Written exercise => Gather every line from the records below that contains the word "blue". Matching is case-sensitive.

Records excerpted from a collection:
* Begin *
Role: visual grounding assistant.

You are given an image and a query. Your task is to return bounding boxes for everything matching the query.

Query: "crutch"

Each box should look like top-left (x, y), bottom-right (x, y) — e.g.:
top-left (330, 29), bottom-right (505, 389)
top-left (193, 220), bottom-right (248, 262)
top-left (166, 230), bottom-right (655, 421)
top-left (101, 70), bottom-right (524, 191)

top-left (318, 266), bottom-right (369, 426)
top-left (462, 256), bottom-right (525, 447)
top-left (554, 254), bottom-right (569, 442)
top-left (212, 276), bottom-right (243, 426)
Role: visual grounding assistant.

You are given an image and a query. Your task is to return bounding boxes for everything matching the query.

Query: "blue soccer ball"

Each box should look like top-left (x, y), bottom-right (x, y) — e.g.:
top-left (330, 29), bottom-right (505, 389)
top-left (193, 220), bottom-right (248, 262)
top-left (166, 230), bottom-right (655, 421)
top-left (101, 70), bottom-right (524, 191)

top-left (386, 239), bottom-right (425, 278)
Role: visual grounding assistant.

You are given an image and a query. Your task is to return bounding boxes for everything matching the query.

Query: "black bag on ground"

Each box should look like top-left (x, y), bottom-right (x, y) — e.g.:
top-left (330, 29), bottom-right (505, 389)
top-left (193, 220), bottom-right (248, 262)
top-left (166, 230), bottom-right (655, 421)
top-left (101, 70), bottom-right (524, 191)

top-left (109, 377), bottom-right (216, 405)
* End *
* Begin *
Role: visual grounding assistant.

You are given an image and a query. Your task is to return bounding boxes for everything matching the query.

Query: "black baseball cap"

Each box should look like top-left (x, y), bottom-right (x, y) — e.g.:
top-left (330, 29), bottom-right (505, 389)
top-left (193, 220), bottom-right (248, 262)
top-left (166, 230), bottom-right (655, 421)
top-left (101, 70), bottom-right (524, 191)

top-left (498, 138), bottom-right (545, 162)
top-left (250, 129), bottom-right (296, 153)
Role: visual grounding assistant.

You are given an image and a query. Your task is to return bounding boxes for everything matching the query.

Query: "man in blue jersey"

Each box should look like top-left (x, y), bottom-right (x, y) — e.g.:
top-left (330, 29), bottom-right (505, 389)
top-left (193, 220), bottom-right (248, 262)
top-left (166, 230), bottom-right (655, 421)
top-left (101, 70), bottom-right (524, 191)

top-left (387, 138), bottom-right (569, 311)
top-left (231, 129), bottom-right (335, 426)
* End *
Complete output =>
Query: "blue soccer ball"
Query: "man in blue jersey"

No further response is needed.